TASK GOAL ▸ Swap every "find-object" for "locate-object" throughout the data below, and write all of it out again with nothing else changed. Leave the pictures out.

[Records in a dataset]
+--
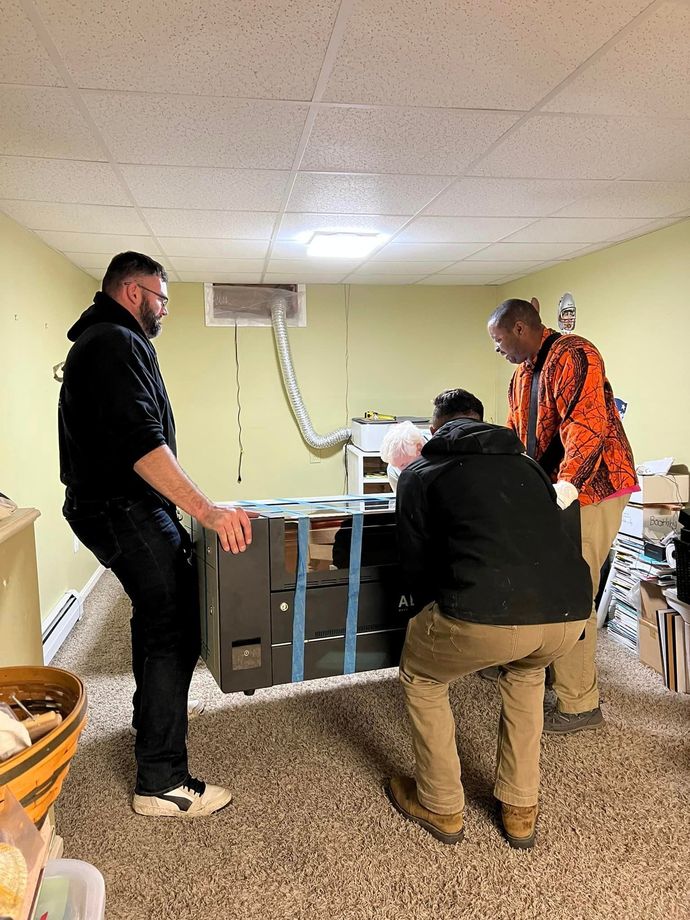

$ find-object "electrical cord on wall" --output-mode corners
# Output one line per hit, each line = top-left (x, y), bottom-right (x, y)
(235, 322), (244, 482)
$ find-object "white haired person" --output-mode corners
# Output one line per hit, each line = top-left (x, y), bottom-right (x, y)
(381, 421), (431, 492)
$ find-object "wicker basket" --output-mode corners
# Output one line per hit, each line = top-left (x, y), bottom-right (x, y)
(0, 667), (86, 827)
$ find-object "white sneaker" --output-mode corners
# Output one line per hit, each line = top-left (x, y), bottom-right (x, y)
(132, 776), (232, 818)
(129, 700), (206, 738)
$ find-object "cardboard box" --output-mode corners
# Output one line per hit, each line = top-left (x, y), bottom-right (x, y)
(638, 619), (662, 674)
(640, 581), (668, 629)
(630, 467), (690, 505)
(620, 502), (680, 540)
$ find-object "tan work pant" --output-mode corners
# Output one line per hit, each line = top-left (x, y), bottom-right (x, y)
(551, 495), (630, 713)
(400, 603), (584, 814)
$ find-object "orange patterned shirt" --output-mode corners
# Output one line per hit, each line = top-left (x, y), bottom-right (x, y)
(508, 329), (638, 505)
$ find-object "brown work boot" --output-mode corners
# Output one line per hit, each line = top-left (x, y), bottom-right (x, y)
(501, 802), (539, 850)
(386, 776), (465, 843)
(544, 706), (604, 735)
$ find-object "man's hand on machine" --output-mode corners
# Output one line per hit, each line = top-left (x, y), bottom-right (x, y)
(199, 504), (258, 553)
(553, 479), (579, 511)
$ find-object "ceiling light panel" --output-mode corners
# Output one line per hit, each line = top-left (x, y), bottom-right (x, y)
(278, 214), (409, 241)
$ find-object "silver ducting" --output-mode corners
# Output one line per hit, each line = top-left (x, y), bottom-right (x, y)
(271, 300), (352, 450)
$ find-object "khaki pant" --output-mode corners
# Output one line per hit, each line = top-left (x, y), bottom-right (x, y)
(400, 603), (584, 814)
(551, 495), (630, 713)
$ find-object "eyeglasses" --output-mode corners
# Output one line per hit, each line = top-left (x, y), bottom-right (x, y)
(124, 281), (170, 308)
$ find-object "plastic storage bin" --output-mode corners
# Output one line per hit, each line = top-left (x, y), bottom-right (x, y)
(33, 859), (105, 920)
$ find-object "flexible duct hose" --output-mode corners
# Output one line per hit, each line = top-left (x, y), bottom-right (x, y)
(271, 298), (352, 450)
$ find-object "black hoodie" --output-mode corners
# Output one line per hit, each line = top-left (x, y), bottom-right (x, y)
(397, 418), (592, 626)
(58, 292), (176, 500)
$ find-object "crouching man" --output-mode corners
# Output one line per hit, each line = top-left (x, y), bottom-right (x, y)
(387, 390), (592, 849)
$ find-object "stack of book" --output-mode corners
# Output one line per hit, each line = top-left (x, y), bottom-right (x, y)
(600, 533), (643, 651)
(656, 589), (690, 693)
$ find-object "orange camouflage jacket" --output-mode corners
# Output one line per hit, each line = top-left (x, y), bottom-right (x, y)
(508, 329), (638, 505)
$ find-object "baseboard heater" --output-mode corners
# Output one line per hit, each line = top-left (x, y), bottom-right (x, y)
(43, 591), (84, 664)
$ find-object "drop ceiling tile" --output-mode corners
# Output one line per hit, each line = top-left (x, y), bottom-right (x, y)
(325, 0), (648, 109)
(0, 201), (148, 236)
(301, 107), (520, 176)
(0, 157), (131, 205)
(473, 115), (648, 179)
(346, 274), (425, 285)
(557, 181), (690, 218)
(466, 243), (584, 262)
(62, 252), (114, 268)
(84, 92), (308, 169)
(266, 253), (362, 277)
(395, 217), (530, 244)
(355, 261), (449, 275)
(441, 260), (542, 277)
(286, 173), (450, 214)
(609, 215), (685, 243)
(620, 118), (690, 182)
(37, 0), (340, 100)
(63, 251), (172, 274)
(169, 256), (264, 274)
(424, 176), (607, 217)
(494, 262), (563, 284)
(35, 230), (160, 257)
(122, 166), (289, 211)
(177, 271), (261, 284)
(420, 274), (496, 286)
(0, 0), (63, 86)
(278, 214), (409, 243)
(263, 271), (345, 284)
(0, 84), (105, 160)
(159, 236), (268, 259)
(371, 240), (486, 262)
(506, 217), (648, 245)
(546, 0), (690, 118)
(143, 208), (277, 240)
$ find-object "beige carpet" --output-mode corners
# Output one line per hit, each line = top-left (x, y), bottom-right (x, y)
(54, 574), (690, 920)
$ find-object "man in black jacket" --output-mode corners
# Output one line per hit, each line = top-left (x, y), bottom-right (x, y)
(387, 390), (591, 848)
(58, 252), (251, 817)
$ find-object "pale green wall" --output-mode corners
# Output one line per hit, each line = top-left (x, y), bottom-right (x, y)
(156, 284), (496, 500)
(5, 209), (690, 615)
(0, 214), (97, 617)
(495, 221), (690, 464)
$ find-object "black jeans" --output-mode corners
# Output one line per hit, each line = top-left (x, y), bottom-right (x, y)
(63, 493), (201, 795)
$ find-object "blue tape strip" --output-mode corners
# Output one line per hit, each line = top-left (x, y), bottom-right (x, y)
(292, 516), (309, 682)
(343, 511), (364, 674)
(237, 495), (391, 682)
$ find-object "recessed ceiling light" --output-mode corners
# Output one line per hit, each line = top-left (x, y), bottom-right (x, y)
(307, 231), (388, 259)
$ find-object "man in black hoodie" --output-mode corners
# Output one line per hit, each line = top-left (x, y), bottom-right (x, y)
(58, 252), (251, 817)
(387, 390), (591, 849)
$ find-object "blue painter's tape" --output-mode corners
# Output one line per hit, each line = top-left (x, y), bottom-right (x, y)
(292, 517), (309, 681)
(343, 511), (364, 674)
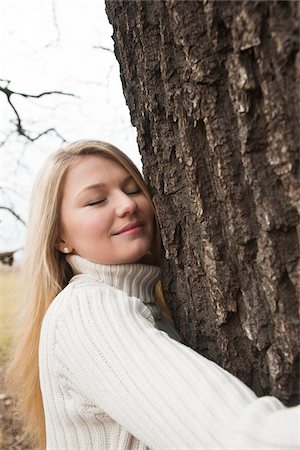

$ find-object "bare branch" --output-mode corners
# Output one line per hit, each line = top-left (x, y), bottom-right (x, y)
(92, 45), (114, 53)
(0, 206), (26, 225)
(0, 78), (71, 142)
+--
RESPONSE ▸
$ locate-object "electrical cord on wall" --output-mode corners
# Output one line per hit, each line = top-left (x, y), bottom-right (x, y)
(235, 322), (244, 482)
$ locate-object "white haired person" --output-mode corners
# Output one line per hit, each line = top-left (x, y), bottom-right (x, y)
(381, 421), (431, 492)
$ locate-object "wicker basket" --output-mode corners
# Output one line per hit, each line = top-left (x, y), bottom-right (x, y)
(0, 667), (86, 827)
$ locate-object "white sneaker" --output-mode corners
# Output one line per hit, each line = top-left (x, y), bottom-right (x, y)
(132, 776), (232, 818)
(129, 700), (206, 738)
$ locate-object "cardboard box" --output-mode corners
# Output one line per hit, each line = top-left (x, y), bottom-right (x, y)
(638, 619), (662, 674)
(640, 581), (668, 629)
(630, 467), (690, 505)
(620, 502), (680, 540)
$ locate-object "tan work pant" --output-mode corners
# Output one line per hit, each line = top-left (x, y), bottom-right (x, y)
(551, 495), (630, 713)
(400, 603), (584, 814)
$ locate-object "orange patterned shirt" --output-mode corners
# Output one line per hit, each line = top-left (x, y), bottom-right (x, y)
(508, 329), (638, 505)
$ locate-object "brown work boot" --output-mode corners
# Output one line per hit, each line = top-left (x, y), bottom-right (x, y)
(501, 802), (539, 850)
(386, 776), (465, 843)
(544, 706), (604, 735)
$ locate-object "man's hand on machine" --output-mode corners
# Output one line per hit, each line = top-left (x, y), bottom-right (x, y)
(199, 504), (258, 553)
(553, 479), (579, 511)
$ locate-object "ceiling light panel" --output-mode corners
# Output one line per hit, each line = top-left (x, y), bottom-right (x, y)
(278, 214), (409, 241)
$ locate-object "silver ducting" --output-mode corners
# Output one line per hit, each line = top-left (x, y), bottom-right (x, y)
(271, 300), (352, 450)
$ locate-object "khaki pant" --output-mode corners
# Output one line per hit, each line = top-left (x, y), bottom-right (x, y)
(400, 603), (584, 814)
(551, 495), (630, 713)
$ locate-object "eyeglasses" --output-mode corners
# Output one line per hit, each line = top-left (x, y), bottom-right (x, y)
(124, 281), (170, 308)
$ locate-object "plastic storage bin" --output-mode corners
# Output one line per hit, each line = top-left (x, y), bottom-right (x, y)
(33, 859), (105, 920)
$ locate-object "flexible duct hose" --output-mode corners
# Output one line per hit, each line = top-left (x, y), bottom-right (x, y)
(271, 298), (352, 450)
$ locate-object "black hoodie" --output-mode corners
# Output one line per hit, each line = top-left (x, y), bottom-right (x, y)
(397, 418), (592, 626)
(58, 292), (176, 500)
$ locate-object "crouching man" --output-mode corners
# Output one line per hit, each line = top-left (x, y), bottom-right (x, y)
(387, 390), (592, 849)
$ locate-object "stack of book" --output-mode corners
# Output one line per hit, each line = top-left (x, y), bottom-right (x, y)
(600, 533), (643, 651)
(656, 589), (690, 693)
$ locate-object "orange camouflage jacket" --output-mode corners
# Output one line per hit, each line = top-left (x, y), bottom-right (x, y)
(508, 329), (638, 505)
$ locate-object "baseboard heater" --output-mode corners
# Output one line per hit, each line = top-left (x, y), bottom-right (x, y)
(43, 591), (84, 664)
$ locate-object "drop ceiling tile" --output-mode corners
# Output one line per hit, each line = top-left (x, y), bottom-right (x, y)
(325, 0), (648, 109)
(0, 201), (148, 236)
(301, 107), (520, 176)
(0, 157), (131, 205)
(473, 115), (648, 179)
(346, 274), (425, 285)
(557, 181), (690, 218)
(466, 243), (584, 262)
(62, 252), (114, 268)
(84, 92), (308, 169)
(266, 253), (362, 277)
(395, 217), (530, 244)
(355, 261), (449, 275)
(441, 260), (542, 277)
(286, 173), (450, 214)
(609, 215), (685, 243)
(620, 118), (690, 182)
(37, 0), (340, 100)
(63, 251), (172, 274)
(169, 256), (264, 274)
(424, 176), (607, 217)
(494, 262), (563, 284)
(35, 230), (160, 257)
(122, 166), (289, 211)
(177, 271), (261, 284)
(420, 274), (496, 286)
(0, 0), (63, 86)
(278, 214), (409, 243)
(263, 271), (345, 284)
(0, 84), (105, 160)
(159, 236), (268, 259)
(371, 240), (486, 262)
(506, 217), (648, 245)
(546, 0), (690, 118)
(143, 208), (277, 240)
$ locate-object "beige carpet" --output-mode corners
# Output one line per hit, each line = top-left (x, y), bottom-right (x, y)
(54, 574), (690, 920)
$ locate-object "man in black jacket" --output-mode corners
# Output one line per hit, each line = top-left (x, y), bottom-right (x, y)
(387, 390), (591, 848)
(58, 252), (251, 817)
$ locate-object "pale green wall" --output-mode corners
# Output one line per hit, each line = top-left (x, y), bottom-right (x, y)
(156, 284), (496, 500)
(5, 209), (690, 615)
(0, 214), (97, 617)
(495, 221), (690, 464)
$ locate-object "black jeans" --output-mode corners
# Output one line per hit, each line = top-left (x, y), bottom-right (x, y)
(63, 493), (201, 795)
$ locate-object "blue tape strip" --output-mode corners
# Output one line per hit, each line = top-left (x, y), bottom-right (x, y)
(292, 516), (309, 682)
(343, 511), (364, 674)
(237, 495), (391, 682)
$ locate-object "recessed ceiling light" --output-mode corners
# Output one line per hit, each line = top-left (x, y), bottom-right (x, y)
(307, 231), (388, 259)
$ locate-object "man in black hoodie" --output-mode corners
# Output one line per hit, each line = top-left (x, y), bottom-right (x, y)
(58, 252), (251, 817)
(387, 390), (591, 849)
$ locate-object "blue painter's tape" --output-mode corners
# Output one line per hit, each line = top-left (x, y), bottom-right (x, y)
(292, 517), (309, 681)
(343, 511), (364, 674)

$ locate-object "bare branch" --output-mode corners
# Output one line per hit, each line = top-left (x, y), bottom-right (x, y)
(92, 45), (114, 53)
(0, 206), (26, 225)
(0, 78), (71, 142)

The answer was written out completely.